### Try it
Your output should be one number, which is how many lines in the material contain "helmet".

### Study material
[Start of Attachment]

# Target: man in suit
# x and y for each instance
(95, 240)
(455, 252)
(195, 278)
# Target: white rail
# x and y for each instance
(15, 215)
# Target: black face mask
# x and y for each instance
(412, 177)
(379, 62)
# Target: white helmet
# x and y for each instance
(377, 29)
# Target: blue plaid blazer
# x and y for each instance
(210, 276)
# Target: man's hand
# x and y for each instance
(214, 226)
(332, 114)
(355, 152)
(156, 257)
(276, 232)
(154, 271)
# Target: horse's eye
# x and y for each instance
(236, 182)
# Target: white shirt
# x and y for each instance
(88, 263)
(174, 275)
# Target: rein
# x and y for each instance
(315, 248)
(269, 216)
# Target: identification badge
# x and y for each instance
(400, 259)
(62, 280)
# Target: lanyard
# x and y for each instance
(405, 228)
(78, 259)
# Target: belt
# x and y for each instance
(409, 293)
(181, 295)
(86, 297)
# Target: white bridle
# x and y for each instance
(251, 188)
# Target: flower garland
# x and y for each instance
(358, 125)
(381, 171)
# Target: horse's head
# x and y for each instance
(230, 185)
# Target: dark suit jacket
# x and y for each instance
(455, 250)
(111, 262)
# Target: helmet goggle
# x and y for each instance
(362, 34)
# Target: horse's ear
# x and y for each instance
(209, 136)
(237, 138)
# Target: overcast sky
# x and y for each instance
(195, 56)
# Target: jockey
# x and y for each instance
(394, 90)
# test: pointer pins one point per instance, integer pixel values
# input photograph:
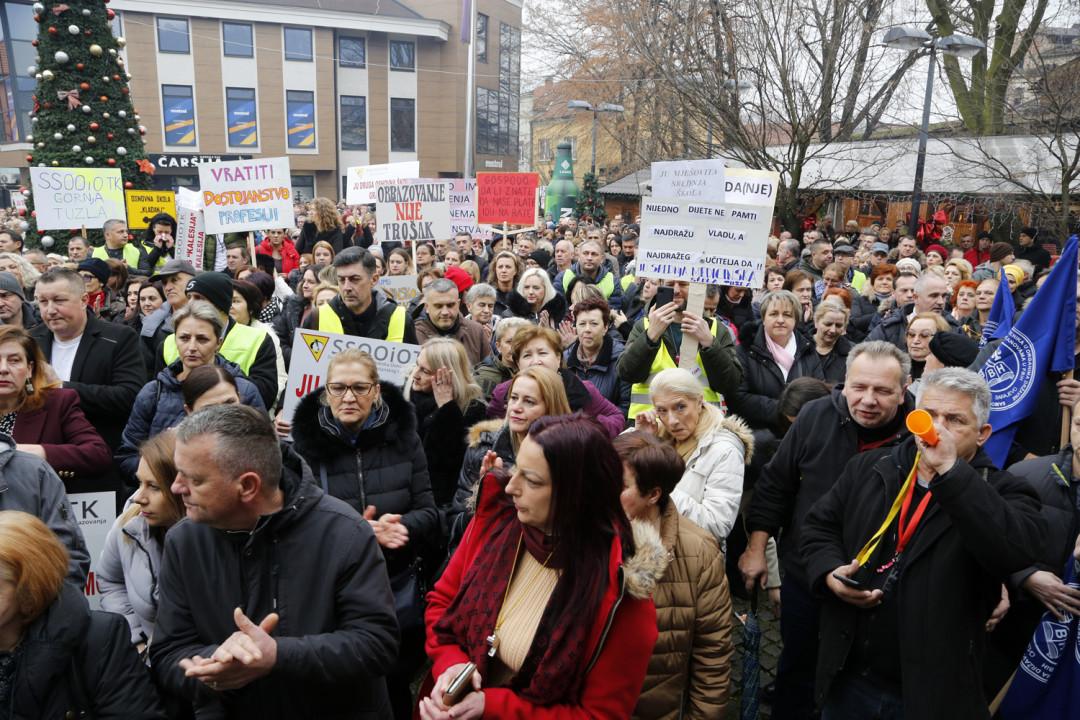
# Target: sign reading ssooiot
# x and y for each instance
(720, 243)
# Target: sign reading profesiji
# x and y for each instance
(507, 198)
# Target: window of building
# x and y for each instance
(178, 111)
(241, 117)
(173, 36)
(352, 53)
(402, 55)
(481, 38)
(238, 39)
(298, 44)
(300, 119)
(353, 122)
(402, 124)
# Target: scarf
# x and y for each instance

[End of Attachment]

### Response area
2